PAGE EXCERPT –

:::

We compare walkers and rollators, weighing the pluses and minuses of both types of ambulatory aid.
As with many medical equipment items, ambulatory aids such as walkers and rollators have important differences. A rollator features four wheels, a seat, and hand brakes. Its handle height is adjustable and a basket or pouch is generally included. Wheel size, seat heights, and padding can vary depending on the model.
In order to use a rollator safely, an individual must have good hand strength so as to apply the brakes when necessary. The brakes are usually lockable as well, however, having four wheels can be dangerous in situations where the device could potentially roll away from the user at a relatively quick speed. One of the primary benefits of having a rollator is that a seat is always available to the user, particularly for those who need frequent rests. In contrast, a standard folding walker has either two front wheels or none at all. The height is adjustable by raising or lowering the walker's legs. The rear legs often have rubber tips, glides, or tennis balls for gliding across the walking surface.
Standard walkers provide a less mobile frame, ideal for use when accompanying stationary exercises, such as during post-surgery rehabilitation. Additional options for standard walkers allow for modifications which further benefit those with limited arm movement or grip and are generally not available for use with a rollator.
This information is not medical advice, please consult a medical professional for medical advice related to the use of medical equipment and supplies.

:::

SUPPLIED ENTRIES –
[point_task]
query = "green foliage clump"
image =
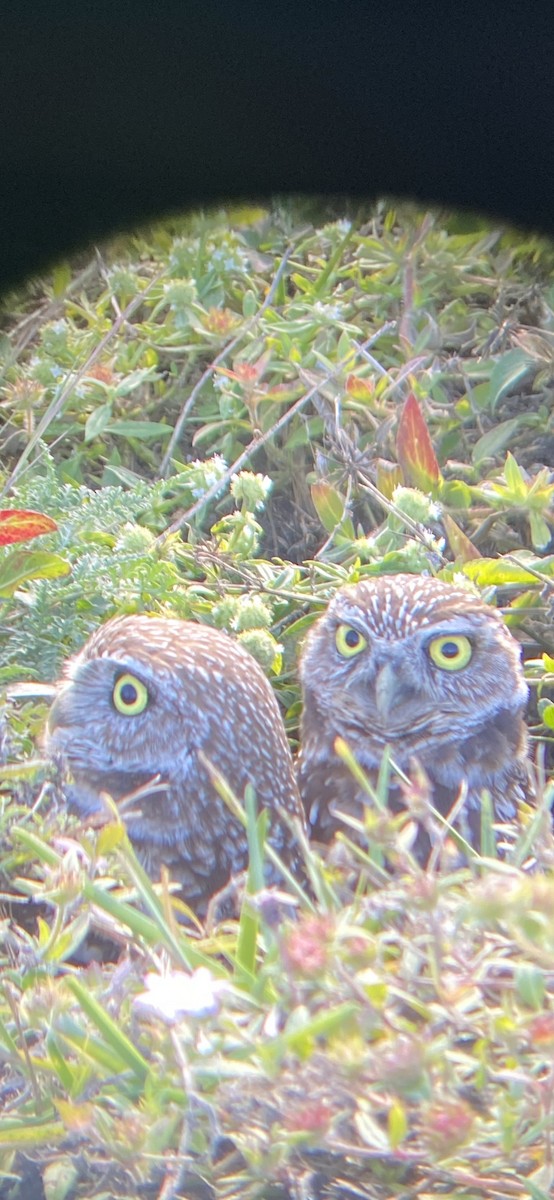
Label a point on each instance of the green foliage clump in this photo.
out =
(228, 417)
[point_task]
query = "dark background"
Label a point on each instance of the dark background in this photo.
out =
(125, 111)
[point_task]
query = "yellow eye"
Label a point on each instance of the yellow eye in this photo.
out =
(349, 642)
(451, 653)
(130, 695)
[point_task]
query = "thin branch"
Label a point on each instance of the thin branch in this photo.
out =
(227, 349)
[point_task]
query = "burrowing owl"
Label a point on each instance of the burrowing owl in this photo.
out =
(142, 700)
(428, 669)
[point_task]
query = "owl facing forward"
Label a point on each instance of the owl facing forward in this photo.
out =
(429, 670)
(134, 713)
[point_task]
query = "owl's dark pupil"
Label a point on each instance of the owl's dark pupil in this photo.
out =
(128, 694)
(351, 637)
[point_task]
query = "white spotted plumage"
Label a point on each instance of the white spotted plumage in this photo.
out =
(206, 696)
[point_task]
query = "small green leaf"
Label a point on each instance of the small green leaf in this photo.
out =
(497, 439)
(108, 1029)
(541, 532)
(250, 304)
(495, 571)
(397, 1122)
(23, 565)
(507, 372)
(60, 279)
(144, 431)
(459, 544)
(515, 479)
(547, 715)
(530, 985)
(97, 423)
(329, 505)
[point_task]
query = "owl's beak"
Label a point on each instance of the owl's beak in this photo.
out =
(389, 689)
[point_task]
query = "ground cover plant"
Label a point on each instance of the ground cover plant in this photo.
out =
(226, 418)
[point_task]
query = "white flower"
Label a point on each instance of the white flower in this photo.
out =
(175, 995)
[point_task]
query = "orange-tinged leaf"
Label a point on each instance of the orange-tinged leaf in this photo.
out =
(415, 450)
(459, 544)
(22, 525)
(389, 475)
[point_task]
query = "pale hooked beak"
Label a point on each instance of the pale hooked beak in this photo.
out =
(389, 689)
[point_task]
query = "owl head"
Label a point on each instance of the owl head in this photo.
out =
(408, 661)
(145, 695)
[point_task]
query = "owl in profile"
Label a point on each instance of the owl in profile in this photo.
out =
(137, 714)
(429, 670)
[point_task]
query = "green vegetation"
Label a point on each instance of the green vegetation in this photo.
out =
(227, 418)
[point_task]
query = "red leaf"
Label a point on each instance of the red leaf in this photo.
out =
(22, 525)
(415, 450)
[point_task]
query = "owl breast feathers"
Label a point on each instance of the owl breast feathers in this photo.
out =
(427, 669)
(137, 709)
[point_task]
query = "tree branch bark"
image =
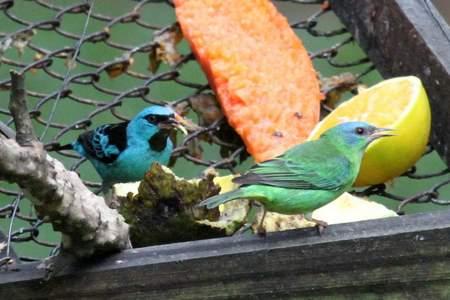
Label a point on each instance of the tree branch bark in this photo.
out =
(87, 224)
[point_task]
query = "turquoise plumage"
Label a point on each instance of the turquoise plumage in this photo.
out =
(124, 152)
(308, 175)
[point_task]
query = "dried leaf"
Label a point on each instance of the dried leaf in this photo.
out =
(207, 108)
(21, 40)
(164, 209)
(164, 49)
(37, 57)
(116, 69)
(195, 149)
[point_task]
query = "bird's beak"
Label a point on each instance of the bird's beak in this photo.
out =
(171, 123)
(380, 132)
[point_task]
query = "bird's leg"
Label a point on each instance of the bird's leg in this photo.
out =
(260, 230)
(320, 225)
(248, 220)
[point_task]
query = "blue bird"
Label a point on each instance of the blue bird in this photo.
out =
(124, 152)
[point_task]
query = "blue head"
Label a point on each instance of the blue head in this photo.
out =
(354, 134)
(152, 122)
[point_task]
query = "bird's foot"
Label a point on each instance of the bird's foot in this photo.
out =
(320, 225)
(261, 231)
(243, 229)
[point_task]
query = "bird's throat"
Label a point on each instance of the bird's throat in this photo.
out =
(158, 141)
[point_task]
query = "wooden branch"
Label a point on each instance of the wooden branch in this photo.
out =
(384, 258)
(18, 107)
(87, 224)
(406, 37)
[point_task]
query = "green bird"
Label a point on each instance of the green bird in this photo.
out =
(308, 175)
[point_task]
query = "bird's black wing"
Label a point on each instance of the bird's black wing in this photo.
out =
(106, 142)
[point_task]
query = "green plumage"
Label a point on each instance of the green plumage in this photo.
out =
(308, 175)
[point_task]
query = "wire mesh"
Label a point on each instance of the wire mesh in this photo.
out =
(95, 89)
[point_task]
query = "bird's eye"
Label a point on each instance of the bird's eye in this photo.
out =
(359, 130)
(151, 118)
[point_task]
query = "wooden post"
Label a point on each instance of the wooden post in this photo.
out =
(392, 257)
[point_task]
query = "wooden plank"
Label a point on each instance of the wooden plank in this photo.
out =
(406, 37)
(391, 257)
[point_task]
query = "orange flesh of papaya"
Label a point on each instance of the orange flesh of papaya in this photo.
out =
(259, 69)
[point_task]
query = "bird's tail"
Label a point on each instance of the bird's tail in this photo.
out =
(58, 147)
(222, 198)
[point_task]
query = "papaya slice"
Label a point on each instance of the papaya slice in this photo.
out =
(259, 69)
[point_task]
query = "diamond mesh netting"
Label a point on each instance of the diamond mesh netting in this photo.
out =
(91, 62)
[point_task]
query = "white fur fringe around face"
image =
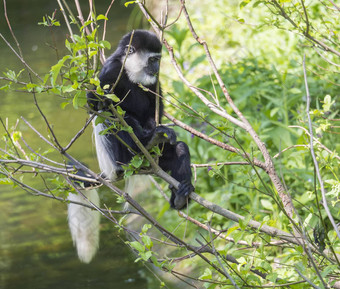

:::

CHECK YOUR UNDERSTANDING –
[1] According to the walker and rollator comparison, what must a person have in order to use a rollator safely?
[2] Quote the walker and rollator comparison from "In order to" to "the walking surface.".
[3] List each item that, according to the walker and rollator comparison, the rear legs of a standard folding walker often have for gliding across the walking surface.
The material was drawn from a source unrelated to the text.

ANSWERS BY ITEM –
[1] Good hand strength, so as to apply the brakes when necessary.

[2]
In order to use a rollator safely, an individual must have good hand strength so as to apply the brakes when necessary. The brakes are usually lockable as well, however, having four wheels can be dangerous in situations where the device could potentially roll away from the user at a relatively quick speed. One of the primary benefits of having a rollator is that a seat is always available to the user, particularly for those who need frequent rests. In contrast, a standard folding walker has either two front wheels or none at all. The height is adjustable by raising or lowering the walker's legs. The rear legs often have rubber tips, glides, or tennis balls for gliding across the walking surface.

[3] Rubber tips, glides, tennis balls